> Phrase grounding data
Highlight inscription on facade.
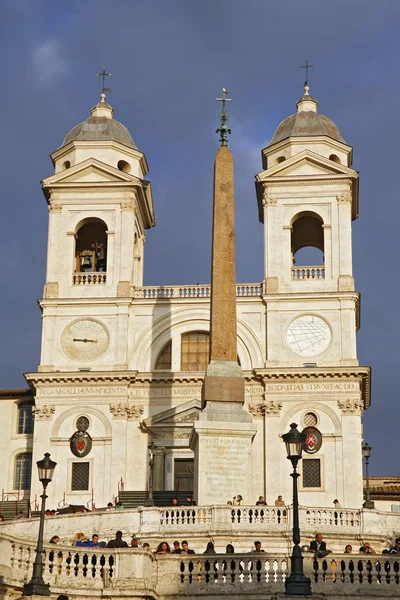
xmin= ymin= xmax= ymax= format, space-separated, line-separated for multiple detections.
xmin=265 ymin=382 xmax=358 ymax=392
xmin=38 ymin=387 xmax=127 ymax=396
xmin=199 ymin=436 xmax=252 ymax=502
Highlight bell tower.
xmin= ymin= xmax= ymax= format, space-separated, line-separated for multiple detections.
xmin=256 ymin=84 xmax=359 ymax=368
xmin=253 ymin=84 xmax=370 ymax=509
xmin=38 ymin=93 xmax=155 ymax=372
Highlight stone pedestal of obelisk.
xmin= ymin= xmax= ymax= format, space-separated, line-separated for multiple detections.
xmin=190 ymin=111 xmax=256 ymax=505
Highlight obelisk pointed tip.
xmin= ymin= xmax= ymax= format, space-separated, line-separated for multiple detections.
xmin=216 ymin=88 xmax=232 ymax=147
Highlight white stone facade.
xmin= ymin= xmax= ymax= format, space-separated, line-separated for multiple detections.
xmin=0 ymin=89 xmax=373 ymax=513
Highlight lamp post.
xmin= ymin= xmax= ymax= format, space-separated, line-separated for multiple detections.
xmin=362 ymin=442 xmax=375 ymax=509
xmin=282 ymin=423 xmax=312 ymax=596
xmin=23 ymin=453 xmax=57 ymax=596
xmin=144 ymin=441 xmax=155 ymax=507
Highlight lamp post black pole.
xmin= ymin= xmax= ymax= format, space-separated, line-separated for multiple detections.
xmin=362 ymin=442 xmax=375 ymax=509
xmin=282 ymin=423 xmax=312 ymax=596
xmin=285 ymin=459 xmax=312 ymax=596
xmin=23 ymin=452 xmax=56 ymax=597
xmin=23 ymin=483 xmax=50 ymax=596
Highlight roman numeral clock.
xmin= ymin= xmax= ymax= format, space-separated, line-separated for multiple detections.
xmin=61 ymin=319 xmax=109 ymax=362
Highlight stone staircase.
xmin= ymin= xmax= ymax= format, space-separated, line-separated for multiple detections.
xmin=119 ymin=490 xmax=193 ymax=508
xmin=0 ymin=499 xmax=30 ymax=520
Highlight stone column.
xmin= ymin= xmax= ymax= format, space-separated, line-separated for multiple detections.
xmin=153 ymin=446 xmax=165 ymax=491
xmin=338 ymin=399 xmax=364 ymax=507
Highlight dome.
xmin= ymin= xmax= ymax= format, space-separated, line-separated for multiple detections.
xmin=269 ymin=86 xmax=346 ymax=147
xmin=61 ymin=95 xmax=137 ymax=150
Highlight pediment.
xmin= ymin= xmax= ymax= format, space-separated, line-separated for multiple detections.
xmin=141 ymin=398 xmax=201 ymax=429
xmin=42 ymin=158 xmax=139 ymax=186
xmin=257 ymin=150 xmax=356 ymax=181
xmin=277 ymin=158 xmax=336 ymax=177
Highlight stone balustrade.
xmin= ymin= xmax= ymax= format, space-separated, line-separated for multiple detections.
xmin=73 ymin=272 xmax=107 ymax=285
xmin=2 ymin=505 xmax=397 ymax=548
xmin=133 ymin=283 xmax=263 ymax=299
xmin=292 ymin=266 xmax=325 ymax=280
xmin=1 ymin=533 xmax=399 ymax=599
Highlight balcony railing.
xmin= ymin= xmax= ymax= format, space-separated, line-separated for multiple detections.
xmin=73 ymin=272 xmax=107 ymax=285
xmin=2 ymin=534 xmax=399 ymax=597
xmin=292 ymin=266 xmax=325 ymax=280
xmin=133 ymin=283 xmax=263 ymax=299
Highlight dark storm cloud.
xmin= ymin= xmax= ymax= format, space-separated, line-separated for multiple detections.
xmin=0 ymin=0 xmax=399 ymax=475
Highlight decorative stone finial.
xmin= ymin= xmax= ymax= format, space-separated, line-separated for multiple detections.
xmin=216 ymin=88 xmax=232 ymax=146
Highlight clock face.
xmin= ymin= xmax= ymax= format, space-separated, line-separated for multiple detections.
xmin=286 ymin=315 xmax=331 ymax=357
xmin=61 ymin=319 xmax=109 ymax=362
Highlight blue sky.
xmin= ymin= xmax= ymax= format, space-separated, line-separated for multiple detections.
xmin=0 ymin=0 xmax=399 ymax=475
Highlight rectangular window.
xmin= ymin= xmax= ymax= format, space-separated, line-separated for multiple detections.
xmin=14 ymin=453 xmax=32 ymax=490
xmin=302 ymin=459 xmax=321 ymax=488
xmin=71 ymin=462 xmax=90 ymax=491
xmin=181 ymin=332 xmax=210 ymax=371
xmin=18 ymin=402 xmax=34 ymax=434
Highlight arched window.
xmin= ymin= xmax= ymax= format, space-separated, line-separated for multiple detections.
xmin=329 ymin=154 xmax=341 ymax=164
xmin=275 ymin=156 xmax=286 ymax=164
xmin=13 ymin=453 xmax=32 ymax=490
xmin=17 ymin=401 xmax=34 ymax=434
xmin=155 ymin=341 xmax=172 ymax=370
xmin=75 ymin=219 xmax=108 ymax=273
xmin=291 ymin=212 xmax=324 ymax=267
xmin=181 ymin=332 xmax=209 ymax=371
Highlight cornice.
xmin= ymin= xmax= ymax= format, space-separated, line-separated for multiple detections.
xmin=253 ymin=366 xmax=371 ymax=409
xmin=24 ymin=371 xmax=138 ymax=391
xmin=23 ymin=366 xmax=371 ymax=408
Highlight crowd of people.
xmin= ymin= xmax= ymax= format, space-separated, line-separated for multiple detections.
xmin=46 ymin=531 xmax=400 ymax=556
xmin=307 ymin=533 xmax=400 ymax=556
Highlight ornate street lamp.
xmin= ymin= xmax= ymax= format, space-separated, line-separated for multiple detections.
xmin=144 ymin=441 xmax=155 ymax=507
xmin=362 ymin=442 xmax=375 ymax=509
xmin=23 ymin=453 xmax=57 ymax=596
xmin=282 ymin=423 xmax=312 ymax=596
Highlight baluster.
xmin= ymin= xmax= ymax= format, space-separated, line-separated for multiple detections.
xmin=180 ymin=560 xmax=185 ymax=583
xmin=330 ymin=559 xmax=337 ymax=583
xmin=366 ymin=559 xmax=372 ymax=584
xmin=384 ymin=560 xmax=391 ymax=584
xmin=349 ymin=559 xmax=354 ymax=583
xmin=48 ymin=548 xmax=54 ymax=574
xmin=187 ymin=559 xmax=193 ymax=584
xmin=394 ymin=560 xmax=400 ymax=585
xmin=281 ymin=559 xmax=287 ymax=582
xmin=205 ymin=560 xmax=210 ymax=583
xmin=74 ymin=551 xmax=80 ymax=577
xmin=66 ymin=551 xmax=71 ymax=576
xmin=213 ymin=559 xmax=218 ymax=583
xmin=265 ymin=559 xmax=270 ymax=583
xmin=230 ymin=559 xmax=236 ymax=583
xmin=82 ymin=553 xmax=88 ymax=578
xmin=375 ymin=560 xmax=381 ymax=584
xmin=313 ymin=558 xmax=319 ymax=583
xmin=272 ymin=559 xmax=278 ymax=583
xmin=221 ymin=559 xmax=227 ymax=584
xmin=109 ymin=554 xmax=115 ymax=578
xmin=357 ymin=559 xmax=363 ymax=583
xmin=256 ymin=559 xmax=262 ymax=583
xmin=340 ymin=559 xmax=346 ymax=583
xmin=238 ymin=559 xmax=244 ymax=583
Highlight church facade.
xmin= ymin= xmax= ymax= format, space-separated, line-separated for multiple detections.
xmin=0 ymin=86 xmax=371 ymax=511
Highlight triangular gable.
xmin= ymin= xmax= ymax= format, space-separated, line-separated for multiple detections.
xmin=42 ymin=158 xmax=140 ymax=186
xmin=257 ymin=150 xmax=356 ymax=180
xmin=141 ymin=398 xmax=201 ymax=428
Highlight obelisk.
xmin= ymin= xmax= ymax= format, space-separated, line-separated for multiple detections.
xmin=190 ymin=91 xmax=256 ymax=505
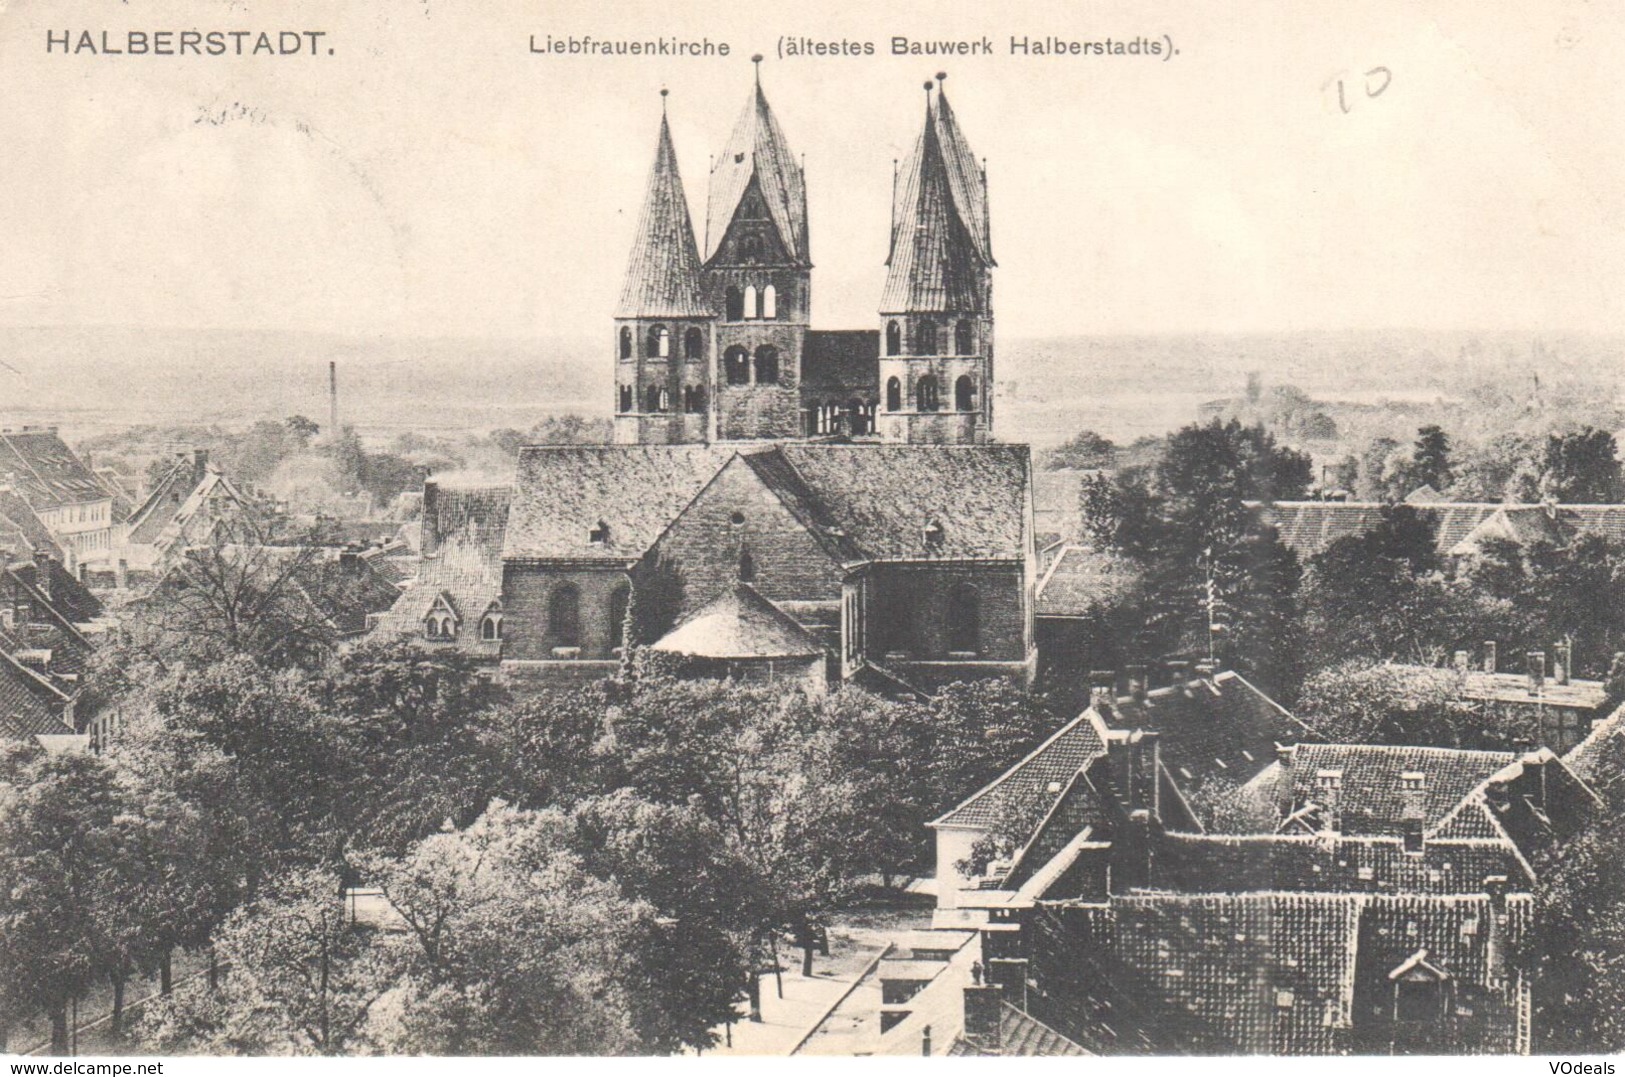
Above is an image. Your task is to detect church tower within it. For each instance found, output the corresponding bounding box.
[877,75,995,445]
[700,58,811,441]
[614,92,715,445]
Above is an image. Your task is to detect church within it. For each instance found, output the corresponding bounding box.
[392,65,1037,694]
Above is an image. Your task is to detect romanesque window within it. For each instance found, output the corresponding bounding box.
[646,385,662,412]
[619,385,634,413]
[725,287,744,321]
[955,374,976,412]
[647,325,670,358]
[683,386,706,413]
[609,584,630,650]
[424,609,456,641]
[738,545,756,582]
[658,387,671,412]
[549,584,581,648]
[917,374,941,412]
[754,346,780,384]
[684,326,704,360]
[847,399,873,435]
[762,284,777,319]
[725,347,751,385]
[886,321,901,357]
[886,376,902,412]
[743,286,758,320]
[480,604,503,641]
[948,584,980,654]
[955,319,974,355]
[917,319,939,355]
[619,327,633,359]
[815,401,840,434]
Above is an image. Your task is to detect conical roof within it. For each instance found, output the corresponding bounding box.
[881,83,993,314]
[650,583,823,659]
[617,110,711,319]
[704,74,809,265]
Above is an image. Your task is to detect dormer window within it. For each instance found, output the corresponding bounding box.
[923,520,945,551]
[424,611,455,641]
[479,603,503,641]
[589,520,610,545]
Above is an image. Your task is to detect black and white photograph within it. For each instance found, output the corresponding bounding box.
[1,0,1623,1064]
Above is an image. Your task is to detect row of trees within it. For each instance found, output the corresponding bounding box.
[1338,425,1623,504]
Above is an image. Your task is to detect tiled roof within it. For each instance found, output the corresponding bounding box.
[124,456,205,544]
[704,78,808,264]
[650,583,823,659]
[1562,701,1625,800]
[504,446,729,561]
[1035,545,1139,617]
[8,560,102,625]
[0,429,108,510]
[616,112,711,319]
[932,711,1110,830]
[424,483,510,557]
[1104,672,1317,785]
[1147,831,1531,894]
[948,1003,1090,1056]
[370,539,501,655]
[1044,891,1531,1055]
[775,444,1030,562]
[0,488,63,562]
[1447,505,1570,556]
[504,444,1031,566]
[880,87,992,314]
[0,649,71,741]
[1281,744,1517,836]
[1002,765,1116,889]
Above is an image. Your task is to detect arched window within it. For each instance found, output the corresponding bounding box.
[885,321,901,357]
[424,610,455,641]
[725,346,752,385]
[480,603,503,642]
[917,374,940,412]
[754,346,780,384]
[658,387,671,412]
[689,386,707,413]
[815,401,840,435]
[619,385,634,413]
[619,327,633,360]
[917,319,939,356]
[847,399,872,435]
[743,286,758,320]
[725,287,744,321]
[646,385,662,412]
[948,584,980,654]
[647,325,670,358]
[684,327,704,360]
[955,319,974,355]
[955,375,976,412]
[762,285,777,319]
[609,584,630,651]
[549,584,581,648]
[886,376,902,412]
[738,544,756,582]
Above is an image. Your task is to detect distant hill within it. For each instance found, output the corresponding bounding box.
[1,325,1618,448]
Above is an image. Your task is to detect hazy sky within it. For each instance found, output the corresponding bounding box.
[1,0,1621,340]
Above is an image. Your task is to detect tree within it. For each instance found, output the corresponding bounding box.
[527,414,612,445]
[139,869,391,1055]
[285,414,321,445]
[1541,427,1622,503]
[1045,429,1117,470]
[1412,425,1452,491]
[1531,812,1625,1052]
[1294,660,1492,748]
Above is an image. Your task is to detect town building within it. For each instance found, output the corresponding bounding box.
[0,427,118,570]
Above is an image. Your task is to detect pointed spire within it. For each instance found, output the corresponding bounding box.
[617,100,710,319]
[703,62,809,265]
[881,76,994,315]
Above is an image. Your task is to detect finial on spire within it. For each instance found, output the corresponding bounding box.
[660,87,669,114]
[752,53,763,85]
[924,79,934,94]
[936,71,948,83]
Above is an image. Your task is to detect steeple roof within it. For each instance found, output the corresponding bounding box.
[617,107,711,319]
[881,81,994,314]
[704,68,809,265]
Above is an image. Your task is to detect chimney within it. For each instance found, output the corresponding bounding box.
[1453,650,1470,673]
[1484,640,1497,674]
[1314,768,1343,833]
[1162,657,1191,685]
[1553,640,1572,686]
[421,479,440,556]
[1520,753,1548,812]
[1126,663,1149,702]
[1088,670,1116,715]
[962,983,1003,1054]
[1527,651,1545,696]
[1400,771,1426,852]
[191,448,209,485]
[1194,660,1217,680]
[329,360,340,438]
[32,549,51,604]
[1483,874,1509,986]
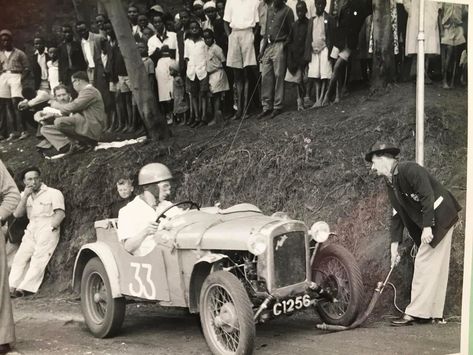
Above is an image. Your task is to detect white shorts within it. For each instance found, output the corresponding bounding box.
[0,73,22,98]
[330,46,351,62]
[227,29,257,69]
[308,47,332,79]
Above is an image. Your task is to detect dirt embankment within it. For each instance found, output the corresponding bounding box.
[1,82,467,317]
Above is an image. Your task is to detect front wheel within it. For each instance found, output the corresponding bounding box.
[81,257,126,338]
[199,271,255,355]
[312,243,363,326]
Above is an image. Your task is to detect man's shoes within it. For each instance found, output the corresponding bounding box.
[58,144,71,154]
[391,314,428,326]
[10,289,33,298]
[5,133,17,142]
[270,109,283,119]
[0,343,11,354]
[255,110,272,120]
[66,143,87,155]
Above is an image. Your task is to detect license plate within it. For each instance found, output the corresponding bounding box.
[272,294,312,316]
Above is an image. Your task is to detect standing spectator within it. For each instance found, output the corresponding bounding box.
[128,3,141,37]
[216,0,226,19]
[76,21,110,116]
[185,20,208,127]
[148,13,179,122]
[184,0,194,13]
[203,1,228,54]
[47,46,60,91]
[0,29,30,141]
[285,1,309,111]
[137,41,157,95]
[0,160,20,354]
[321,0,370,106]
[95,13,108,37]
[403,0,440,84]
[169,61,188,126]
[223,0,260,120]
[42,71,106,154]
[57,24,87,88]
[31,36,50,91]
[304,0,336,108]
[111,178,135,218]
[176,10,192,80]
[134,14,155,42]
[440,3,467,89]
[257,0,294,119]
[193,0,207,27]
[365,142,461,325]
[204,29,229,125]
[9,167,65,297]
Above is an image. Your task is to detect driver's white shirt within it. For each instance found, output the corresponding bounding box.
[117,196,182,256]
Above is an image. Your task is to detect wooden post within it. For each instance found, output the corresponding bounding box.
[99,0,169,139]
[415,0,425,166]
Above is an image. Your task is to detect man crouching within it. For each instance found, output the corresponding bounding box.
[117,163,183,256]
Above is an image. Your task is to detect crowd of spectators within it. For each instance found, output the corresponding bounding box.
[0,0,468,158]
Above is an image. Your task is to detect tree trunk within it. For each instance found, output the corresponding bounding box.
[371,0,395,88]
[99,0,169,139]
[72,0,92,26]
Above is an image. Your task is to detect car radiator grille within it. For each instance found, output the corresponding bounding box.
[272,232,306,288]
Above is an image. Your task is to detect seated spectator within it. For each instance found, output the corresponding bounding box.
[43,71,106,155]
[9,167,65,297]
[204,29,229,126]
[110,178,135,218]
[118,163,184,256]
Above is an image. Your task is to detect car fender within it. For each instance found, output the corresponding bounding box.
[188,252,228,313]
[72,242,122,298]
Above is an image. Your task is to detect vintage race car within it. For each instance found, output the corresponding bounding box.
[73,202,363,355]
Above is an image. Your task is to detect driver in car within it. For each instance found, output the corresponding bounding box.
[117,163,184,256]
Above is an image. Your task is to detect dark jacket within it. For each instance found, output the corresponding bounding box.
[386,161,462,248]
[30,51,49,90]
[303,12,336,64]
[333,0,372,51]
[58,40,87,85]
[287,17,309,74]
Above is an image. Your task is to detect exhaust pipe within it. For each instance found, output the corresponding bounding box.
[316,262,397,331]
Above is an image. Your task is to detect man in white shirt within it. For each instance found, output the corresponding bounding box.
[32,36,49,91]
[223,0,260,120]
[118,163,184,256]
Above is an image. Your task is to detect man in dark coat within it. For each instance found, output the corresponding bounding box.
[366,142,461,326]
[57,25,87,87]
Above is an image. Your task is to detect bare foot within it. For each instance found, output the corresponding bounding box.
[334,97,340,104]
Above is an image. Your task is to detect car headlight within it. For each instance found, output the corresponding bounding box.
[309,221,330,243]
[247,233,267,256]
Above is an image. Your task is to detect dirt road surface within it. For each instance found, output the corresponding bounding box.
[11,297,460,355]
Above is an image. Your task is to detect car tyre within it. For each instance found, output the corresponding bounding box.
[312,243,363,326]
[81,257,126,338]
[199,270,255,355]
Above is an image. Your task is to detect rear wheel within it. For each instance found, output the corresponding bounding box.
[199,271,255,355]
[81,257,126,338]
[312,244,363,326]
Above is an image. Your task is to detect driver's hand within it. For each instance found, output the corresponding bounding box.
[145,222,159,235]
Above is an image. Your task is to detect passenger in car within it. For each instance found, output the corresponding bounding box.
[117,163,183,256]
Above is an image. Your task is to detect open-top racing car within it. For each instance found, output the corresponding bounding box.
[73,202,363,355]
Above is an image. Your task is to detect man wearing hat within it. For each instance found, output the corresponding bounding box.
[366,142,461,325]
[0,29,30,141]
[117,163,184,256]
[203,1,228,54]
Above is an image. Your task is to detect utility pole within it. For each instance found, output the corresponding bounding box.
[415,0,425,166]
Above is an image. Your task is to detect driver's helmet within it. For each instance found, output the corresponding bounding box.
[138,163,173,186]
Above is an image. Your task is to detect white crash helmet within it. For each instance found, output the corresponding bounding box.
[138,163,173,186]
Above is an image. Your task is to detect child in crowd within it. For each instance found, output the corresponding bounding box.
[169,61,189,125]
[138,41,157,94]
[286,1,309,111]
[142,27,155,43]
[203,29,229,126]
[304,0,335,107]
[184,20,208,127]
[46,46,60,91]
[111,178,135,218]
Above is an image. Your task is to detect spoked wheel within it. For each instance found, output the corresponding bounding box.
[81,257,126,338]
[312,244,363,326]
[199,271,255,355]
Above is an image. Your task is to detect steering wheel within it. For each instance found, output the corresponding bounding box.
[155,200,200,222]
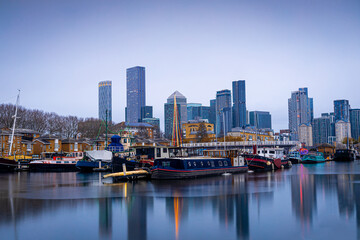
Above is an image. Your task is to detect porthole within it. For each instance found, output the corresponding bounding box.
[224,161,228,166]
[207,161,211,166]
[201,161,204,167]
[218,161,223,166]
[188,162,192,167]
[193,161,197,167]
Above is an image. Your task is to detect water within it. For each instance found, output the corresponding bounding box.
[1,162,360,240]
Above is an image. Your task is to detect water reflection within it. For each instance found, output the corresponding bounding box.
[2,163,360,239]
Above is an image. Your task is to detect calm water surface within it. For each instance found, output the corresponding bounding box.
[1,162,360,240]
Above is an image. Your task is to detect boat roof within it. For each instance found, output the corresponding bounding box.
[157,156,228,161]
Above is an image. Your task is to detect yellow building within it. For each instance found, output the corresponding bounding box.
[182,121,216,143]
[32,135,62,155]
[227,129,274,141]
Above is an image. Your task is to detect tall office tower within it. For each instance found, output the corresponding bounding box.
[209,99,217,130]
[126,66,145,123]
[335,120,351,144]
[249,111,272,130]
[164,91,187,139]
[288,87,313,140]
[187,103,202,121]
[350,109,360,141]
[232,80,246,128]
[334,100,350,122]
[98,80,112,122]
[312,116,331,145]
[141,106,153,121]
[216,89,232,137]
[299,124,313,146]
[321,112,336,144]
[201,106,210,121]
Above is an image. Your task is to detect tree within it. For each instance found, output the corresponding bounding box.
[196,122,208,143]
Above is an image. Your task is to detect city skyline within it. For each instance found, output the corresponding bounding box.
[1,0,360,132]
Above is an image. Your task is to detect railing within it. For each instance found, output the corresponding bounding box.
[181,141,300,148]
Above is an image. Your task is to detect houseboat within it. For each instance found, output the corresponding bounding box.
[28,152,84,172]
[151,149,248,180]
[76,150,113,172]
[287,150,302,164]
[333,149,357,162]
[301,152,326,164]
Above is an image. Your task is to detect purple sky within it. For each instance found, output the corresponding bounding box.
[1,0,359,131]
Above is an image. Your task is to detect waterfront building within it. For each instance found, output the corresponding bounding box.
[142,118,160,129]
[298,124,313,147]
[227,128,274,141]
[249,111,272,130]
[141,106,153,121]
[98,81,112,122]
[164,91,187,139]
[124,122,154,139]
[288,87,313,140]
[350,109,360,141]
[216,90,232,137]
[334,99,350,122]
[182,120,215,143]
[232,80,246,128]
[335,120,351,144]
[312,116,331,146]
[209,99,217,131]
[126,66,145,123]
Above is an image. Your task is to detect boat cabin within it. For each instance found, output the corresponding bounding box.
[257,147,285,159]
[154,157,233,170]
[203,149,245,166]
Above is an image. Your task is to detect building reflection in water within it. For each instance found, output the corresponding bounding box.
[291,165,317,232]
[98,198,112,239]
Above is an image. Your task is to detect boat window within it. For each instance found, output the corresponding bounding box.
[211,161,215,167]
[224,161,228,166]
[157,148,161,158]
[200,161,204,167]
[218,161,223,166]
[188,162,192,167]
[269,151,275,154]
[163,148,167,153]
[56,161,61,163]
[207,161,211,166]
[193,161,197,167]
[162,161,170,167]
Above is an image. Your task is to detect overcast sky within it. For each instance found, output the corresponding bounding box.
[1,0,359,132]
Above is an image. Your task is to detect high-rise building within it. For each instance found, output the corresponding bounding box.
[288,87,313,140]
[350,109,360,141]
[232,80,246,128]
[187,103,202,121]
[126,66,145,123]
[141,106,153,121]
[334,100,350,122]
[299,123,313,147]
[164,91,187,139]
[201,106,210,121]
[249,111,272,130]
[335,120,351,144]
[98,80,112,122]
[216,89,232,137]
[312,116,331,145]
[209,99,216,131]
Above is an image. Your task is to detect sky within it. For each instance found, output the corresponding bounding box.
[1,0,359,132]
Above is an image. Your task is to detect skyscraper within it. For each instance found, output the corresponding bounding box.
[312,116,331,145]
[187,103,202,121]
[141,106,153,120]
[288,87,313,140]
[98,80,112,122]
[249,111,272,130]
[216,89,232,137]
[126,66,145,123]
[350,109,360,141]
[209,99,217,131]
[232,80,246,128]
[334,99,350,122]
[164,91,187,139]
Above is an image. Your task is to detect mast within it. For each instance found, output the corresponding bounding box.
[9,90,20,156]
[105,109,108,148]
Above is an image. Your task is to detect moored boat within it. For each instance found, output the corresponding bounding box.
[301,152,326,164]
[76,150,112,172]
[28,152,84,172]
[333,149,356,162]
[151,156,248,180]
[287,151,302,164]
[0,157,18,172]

> ABOUT THIS TASK
Print once more, exactly, the lines that start at the top of the records above and end at the line with "Highlight lamp post black pole.", skipping all pictures.

> COMPLETED TASK
Highlight inscription on facade.
xmin= ymin= xmax= ymax= format, space-separated, line-separated for multiple detections.
xmin=265 ymin=382 xmax=358 ymax=392
xmin=38 ymin=387 xmax=127 ymax=396
xmin=199 ymin=436 xmax=252 ymax=502
Highlight bell tower.
xmin= ymin= xmax= ymax= format, space-separated, line-separated for multiple detections.
xmin=256 ymin=84 xmax=359 ymax=368
xmin=253 ymin=84 xmax=370 ymax=509
xmin=38 ymin=93 xmax=155 ymax=372
Highlight stone pedestal of obelisk.
xmin= ymin= xmax= ymax= format, space-separated, line-separated for multiple detections.
xmin=190 ymin=111 xmax=256 ymax=505
Highlight obelisk pointed tip.
xmin= ymin= xmax= ymax= format, space-separated, line-separated for multiple detections.
xmin=216 ymin=88 xmax=232 ymax=147
Highlight white stone facade.
xmin= ymin= xmax= ymax= format, space-separated, line-separated for multiple detections.
xmin=0 ymin=89 xmax=373 ymax=513
Highlight lamp post.
xmin= ymin= xmax= ymax= format, space-separated, line-separated for multiple detections.
xmin=362 ymin=442 xmax=375 ymax=509
xmin=282 ymin=423 xmax=312 ymax=596
xmin=23 ymin=453 xmax=57 ymax=596
xmin=144 ymin=441 xmax=155 ymax=507
Highlight lamp post black pole.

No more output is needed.